What to produce: Every record should be written out exactly, with the pictures left out.

* * * * * * * * *

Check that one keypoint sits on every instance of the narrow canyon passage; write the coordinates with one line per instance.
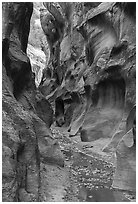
(69, 102)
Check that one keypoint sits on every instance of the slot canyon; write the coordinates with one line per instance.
(68, 101)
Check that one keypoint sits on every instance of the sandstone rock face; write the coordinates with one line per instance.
(82, 75)
(91, 68)
(26, 136)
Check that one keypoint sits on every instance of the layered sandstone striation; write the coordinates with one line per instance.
(82, 78)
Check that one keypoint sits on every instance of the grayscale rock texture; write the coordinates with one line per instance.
(76, 71)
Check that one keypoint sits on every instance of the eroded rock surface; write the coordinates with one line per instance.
(81, 79)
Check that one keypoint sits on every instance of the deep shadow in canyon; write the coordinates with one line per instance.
(69, 101)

* * * * * * * * *

Expected answer:
Check that one keypoint sits on every instance of the narrow canyon passage; write the coordinates with one line per instance.
(69, 102)
Check that one keypoint sits on every instance of the slot canyon; write the coordinates with one line per instance.
(68, 101)
Check that one keypoint sits on every instance of the sandstone rock face; write the coordinates with one line per instance.
(82, 75)
(91, 68)
(26, 136)
Check that one keypoint sits on every instance of the layered sandstone striation; write the coordinates with one line per instance.
(82, 78)
Check that one keypoint sits on every instance of the grayscale rock texture; write the coordinates with one line per instance.
(76, 71)
Check that one keypoint sits on every instance of the eroded rock surface; write the coordinates with one line per instance.
(81, 79)
Check that one keypoint sits on every instance of the deep shadow in canyon; write the coordinates with one line per instance.
(69, 101)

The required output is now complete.